= Texte fourni =
■ ■ ■
On se souvient qu’en octobre 2012, une page Facebook, qui s’était rapidement muée en mouvement de fond, avait animé la vie politique française en rassemblant plusieurs dizaines de milliers d’entrepreneurs sous une même bannière, celle des Pigeons. Ces derniers se plaignaient alors ouvertement du sort qui allait leur être réservé par les socialistes qui venait d’accéder au pouvoir et se sentaient pousser des ciseaux taxatoires au bout de chaque doigt. À ce moment-là, en effet, un projet encore dans les cartons de Bercy prévoyait de modifier le code fiscal pour assaisonner les entrepreneurs qui auraient eu l’outrecuidance de faire des bénéfices à la revente de leur entreprise (en France, oui, c’est fou, non ?) et promettait alors de les faire parcourir un petit enfer fiscalo-administratif pour les punir d’avoir eu l’idée idiote d’entreprendre sur le territoire de la Nouvelle Socialie triomphante. Pour mémoire, le projet de loi aboutissait à une taxation si complexe qu’un schéma exact mais absurde résumait à lui seul l’incroyable folie qui s’était emparée de nos dirigeants.
L’issue de ce mouvement fut assez piteuse : peu doués dans la politique politicienne, les auteurs de l’appel initial, visant à supprimer l’énième changement fiscal ubuesque proposé, furent reçus en grandes pompes, furent correctement embobinés, et furent amenés à retirer leur proposition de manifestation avant même que la loi ne fut discutée, en l’échange d’une assurance (toute politicienne) que la proposition serait retirée. La suite, on la connaît : comme convenu, la manifestation de protestation n’eut pas lieu et en échange, la loi ne fut ni retirée, ni amendée, illustrant ainsi la valeur réelle de la parole des politocards qui nous gouvernent.
Quelques mois plus tard, c’est au statut d’auto-entrepreneur d’entrer dans les turbulences gouvernementales.
Il faut bien comprendre que ce statut, qui permet à une personne de se lancer dans l’aventure entrepreneuriale dans un cadre juridique et fiscal simplifié et pas trop violent, était la création d’un politicien de droite, Hervé Novelli, datant de 2008. Héritage sarkozien, son temps était donc compté pour les dogmatiques imbéciles au pouvoir, qui se devaient de sucrer tout ce qui pouvait porter un germe de réussite, même vague ou a minima, et qui serait, sans nul doute, porté au crédit du prédécesseur de l’autre camp. Le factotum en charge de la suppression fut rapidement désigné : ce serait Sylvia Pinel, et roulez jeunesse.
■ ■ ■
= Tâche 1 =
D'après le texte fourni, qui a créé le statut d'auto-entrepreneur, et en quelle année ?
= Tâche 2 =
Dans le texte fourni, quelles sont toutes les choses qui sont arrivées aux auteurs de l'appel initial des Pigeons ?
= Tâche 3 =
Poursuivez le texte fourni sur les Pigeons et le statut d'auto-entrepreneur à partir de sa dernière phrase.
■ ■ ■
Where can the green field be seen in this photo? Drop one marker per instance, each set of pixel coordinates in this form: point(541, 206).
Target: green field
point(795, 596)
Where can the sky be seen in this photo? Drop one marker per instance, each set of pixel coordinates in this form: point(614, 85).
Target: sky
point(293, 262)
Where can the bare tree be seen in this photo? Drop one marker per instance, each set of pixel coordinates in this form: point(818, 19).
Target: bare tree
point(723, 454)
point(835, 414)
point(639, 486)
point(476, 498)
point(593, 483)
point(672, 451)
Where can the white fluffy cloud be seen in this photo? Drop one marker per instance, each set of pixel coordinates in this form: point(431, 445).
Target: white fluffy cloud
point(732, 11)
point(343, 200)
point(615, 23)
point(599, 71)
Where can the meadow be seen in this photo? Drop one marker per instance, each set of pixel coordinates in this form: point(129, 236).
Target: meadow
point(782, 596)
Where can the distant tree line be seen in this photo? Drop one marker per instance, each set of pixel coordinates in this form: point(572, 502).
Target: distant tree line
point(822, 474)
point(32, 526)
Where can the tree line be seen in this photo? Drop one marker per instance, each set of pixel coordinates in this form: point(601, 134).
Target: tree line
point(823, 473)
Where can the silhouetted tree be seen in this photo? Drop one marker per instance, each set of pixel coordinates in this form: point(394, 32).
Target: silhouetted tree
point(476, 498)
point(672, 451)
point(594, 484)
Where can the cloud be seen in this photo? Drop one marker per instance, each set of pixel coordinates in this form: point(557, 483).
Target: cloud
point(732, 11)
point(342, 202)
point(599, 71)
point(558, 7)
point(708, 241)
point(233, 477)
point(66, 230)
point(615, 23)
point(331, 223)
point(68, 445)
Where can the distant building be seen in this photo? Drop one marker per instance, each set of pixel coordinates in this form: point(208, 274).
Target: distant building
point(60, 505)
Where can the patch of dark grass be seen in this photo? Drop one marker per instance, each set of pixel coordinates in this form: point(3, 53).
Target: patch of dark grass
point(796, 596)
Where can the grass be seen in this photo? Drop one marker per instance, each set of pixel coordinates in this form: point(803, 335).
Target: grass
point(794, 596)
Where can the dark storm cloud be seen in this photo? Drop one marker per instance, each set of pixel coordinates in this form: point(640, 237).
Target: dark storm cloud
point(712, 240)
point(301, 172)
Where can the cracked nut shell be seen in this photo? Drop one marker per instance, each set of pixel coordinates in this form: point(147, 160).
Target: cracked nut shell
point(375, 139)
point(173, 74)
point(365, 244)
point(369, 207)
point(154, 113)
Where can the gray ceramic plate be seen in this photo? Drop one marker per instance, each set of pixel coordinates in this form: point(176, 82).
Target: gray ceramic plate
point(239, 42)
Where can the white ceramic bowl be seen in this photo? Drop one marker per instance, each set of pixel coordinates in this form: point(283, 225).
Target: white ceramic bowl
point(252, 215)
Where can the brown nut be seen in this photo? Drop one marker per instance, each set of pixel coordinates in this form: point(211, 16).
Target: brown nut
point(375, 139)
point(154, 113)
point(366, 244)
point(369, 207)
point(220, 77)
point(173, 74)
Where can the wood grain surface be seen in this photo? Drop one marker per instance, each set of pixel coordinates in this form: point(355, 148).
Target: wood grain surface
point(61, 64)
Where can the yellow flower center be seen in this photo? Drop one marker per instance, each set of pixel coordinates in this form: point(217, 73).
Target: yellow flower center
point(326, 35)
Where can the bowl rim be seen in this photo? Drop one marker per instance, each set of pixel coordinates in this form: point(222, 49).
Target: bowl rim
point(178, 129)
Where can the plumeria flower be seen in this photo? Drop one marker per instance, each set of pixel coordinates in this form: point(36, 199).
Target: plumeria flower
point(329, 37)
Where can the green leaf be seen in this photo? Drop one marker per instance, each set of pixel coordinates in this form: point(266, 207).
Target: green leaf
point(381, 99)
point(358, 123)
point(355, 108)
■ ■ ■
= Réponse 1 =
Hervé Novelli, un politicien de droite, en 2008.

= Réponse 2 =
- Ils furent reçus en grandes pompes.
- Ils furent correctement embobinés.
- Ils furent amenés à retirer leur proposition de manifestation avant même que la loi ne fût discutée.

= Réponse 3 =
L’angle d’attaque choisi fut relativement simple : il a suffi, pour la minustre, d’écouter plus patiemment ceux qui s’élevaient dès le départ contre l’odieux statut d’auto-entrepreneur, qui avait malgré tout permis de créer plusieurs centaines de milliers d’emplois. Certains artisans (pas tous, loin s’en faut) ont en effet choisi de considérer que ce statut constituait une concurrence frontale et déloyale, et ont bruyamment réclamé sa disparition, comme il se doit en terre de lobbying, ou, à tout le moins, qu’il soit affublé des mêmes boulets que celui d’artisan, pour faire bonne mesure, assorti d’une impossibilité pour ces auto-entrepreneurs de devenir ensuite artisans.
Eh oui : en France, plutôt que de réclamer la disparition de vos propres boulets lorsque vous constatez que d’autres courent sans entraves, vous irez plutôt insister pour que tout le monde subisse le même carcan. Voilà qui est très productif et parfaitement sain, répété des milliers de fois, dans tous les pans de l’économie.
La riposte ne s’est évidemment pas faite attendre. Et, tout comme pour les Pigeons qui ont compris que les réseaux modernes se tissent de façon électronique, les auto-entrepreneurs auront largement misé sur la version électronique de la mobilisation. Une page facebook et une page traditionnelle puis une pétition sont rapidement mis en place, rassemblant plus de 85.000 signatures, pour s’opposer aux modificationsplus que substantielles envisagées par le gouvernement.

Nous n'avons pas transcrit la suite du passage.